→ **Stated task 1**
In the feature engineering notebook below, list every module that the code imports.
→ **Stated task 2**
Carry on with the feature engineering notebook below from the point where it stops.

→ **Reading passage**
◇ ◇ ◇
## Data Analysis, Exploration, and Feature Engineering
Now that the data is ingested into Athena we can begin to explore the data and perform some feature engineering. Since the data is provided as a Pandas DataFrame we can use familiar Pandas function and data science libraries to explore and prepare the data.

<div style="border: 1px solid black; padding: 10px; background-color: #ffffcc; color: black;">
<strong>Note:</strong> Make sure to fully run the first notebook to ingest the data into Athena before running this notebook.
</div>

In [None]:
%pip install -Uqq category-encoders
%pip install -Uqq seaborn

In [None]:
import pandas as pd
import sagemaker
import awswrangler as wr
import seaborn as sns
import numpy as np
import json
from pathlib import Path
import matplotlib.pyplot as plt

wr.engine.set("python")
wr.memory_format.set("pandas")

In [2]:
# load values from the first notebook

if not Path("lab_values.json").exists():
    raise FileNotFoundError("Please run the first notebook first.")
else:
    lab_values = json.loads(Path("lab_values.json").read_text())
◇ ◇ ◇
→ **Dataset extract**

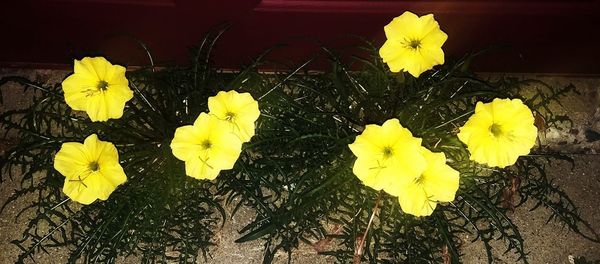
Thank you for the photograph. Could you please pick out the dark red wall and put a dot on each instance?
(544, 36)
◇ ◇ ◇
→ **Response 1**
pandas
sagemaker
awswrangler
seaborn
numpy
json
pathlib
matplotlib.pyplot

→ **Response 2**
    database_name = lab_values["database_name"]
    table_name = lab_values["wrangler_parquet_table_name"]

In [3]:
# read the entire table into a pandas dataframe
# you can also pass in the chunksize parameter to read the table in chunks
df = wr.athena.read_sql_table(table_name, database=database_name)

In [None]:
# compute the summary statistics
df.describe(percentiles=[0.25, 0.5, 0.75])

Since the data is provided as a Pandas DataFrame we can use common visualization libraries such as Matplotlib and Seaborn to explore the data.

In [5]:
def plot_distribution(df, column_name):
    """
    Plots the distribution of numeric values in a specified column of a DataFrame.
    """
    sns.displot(df[column_name], kde=True, bins=30)
    plt.xlabel(column_name)
    plt.ylabel('Density')
    plt.title(f'Distribution of {column_name}')
    plt.show()

In [None]:
plot_distribution(df, "ti_ln_remaining_term")

In [None]:
plot_distribution(df, "ti_cu_cust_type")

In [None]:
plt.figure(figsize=(12, 6))
sns.violinplot(x="ti_ln_purpose", y="ti_ln_original_loan_amount", data=df)
plt.show()

Data science libraries such as category_encoders and scikit-learn can be used to perform feature engineering and data preprocessing.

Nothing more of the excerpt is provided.